§ **PROVIDED PASSAGE**:
Wage recovery in individual states is largely tied to the performance of their industries. In Southern states, for example, nondurable goods manufacturing accounts for a large share of economic activity. Many of the jobs in these industries, typically low-wage positions, have either been outsourced or lost in plant closures over the years. Much better-paying auto manufacturing jobs are experiencing strong wage growth in parts of the South, but there aren’t enough of them to push up overall wages, says Ahmad Ijaz, a University of Alabama economist.

Sarah House, a Wells Fargo economist, says signs are hinting that wage growth will start to pick up this year. In December, the National Federation of Independent Business issued its most encouraging report since 2006, finding a growing number of firms reported plans to raise employee compensation. “Given the environment in the labor market, we think we’re probably getting close to burning a lot of the slack,” House says. “[Wage growth] might not be quite as much as what the Fed would like to see it at, though.”

§ **RAW RECORDS**:
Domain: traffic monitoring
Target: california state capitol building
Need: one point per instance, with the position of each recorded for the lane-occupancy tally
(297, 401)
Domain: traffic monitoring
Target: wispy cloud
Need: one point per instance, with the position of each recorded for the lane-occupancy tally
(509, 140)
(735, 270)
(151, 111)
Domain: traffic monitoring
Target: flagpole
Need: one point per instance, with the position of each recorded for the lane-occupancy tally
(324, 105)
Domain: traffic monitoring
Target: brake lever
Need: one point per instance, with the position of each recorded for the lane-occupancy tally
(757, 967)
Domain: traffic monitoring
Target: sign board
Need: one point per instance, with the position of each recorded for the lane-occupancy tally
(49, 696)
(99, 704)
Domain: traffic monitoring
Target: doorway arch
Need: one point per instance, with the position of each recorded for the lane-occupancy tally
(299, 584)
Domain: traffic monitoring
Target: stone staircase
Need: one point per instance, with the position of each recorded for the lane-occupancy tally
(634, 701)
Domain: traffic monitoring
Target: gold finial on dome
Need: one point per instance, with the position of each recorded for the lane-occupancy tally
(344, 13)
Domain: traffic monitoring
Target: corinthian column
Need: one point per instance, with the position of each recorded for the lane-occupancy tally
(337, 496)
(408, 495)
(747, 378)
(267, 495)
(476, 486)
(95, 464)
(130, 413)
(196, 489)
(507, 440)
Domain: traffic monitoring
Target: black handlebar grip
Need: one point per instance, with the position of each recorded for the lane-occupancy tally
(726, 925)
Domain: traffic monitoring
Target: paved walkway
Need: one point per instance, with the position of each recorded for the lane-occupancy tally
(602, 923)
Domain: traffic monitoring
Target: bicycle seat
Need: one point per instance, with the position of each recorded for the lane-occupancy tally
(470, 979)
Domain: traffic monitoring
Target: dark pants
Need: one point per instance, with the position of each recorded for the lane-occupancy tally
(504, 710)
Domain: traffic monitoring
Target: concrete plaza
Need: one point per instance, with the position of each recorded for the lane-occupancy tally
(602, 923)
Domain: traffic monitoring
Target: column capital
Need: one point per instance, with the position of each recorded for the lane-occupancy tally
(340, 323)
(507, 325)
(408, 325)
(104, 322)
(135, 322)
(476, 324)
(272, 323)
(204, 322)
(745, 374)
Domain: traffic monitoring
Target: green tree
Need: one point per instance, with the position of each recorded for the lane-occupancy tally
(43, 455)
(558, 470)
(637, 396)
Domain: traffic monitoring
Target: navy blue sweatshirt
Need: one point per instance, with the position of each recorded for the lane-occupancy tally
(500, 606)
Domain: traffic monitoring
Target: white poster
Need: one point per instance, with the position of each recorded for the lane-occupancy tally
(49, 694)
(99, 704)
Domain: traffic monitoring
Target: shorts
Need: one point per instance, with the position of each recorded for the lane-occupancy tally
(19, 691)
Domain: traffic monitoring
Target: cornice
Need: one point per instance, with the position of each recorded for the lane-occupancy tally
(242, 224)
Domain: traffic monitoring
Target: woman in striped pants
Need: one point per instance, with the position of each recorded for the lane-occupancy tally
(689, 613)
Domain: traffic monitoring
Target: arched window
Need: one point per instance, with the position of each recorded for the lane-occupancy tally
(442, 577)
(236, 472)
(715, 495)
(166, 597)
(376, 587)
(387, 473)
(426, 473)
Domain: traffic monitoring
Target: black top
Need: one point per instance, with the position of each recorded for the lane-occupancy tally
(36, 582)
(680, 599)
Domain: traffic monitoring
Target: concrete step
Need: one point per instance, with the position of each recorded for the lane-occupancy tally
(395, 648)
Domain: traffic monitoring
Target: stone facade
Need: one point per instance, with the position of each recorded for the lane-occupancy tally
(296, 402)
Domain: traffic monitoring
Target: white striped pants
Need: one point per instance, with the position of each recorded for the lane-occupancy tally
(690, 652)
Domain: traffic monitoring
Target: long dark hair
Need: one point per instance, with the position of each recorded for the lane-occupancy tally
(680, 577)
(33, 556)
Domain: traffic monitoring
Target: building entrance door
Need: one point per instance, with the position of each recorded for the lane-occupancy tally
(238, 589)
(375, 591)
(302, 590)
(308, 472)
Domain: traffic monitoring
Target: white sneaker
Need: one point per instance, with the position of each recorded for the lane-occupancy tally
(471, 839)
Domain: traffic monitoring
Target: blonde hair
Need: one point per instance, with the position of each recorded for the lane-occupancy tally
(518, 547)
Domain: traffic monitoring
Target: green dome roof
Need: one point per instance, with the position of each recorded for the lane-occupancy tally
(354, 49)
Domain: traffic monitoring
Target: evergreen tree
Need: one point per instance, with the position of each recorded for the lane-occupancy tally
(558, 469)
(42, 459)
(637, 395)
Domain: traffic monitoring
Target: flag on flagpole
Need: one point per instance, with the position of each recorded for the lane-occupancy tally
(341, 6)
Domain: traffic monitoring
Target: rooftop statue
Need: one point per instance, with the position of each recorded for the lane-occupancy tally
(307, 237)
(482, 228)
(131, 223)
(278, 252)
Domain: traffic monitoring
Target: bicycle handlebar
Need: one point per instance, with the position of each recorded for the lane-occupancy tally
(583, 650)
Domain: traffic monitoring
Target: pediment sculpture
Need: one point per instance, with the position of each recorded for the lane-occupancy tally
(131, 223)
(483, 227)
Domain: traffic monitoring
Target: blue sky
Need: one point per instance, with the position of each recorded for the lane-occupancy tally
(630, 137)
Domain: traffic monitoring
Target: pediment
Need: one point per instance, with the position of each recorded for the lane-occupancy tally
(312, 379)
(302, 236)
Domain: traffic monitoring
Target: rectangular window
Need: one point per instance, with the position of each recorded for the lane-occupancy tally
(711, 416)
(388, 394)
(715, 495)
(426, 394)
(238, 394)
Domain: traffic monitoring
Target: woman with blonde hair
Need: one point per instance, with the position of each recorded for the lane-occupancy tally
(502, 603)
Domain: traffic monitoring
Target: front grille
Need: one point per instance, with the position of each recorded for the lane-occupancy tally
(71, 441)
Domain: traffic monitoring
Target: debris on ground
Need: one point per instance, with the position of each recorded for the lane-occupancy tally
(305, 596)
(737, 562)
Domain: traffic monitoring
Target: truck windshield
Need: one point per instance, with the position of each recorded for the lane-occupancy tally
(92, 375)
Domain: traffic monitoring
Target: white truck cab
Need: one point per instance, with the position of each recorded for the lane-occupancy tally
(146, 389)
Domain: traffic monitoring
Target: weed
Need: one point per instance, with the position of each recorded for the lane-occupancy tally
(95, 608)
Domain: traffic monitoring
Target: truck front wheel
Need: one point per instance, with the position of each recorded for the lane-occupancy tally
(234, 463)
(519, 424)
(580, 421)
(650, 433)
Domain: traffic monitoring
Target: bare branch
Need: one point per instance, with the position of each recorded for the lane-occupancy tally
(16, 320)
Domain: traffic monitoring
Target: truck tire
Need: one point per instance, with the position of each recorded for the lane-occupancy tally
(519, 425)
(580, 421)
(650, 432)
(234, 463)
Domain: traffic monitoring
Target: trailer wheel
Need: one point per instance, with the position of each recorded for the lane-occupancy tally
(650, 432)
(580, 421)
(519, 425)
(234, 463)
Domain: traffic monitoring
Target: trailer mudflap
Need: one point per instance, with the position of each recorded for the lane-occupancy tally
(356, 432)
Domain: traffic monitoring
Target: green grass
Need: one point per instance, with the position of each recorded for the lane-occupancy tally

§ **YOUR OBJECTIVE**: Continue the text on state wage growth, starting right after its final quoted remark about what the Fed would like to see.

§ **EXPECTED OUTPUT**:
It’s also possible that wages for most Americans will remain flat because of fundamental changes to the economy. Former U.S. Labor Secretary Robert Reich wrote earlier this year that the link between declining unemployment and wage increases has been “severed.” In an era of globalization, he argues, companies can trim payroll costs by outsourcing jobs overseas. Meanwhile, the decline of labor unions has weakened workers’ bargaining power even as productivity has increased. Robots and new technologies, Reich writes, are starting to take over duties once performed by humans, a trend many predict will only become more common in the years to come.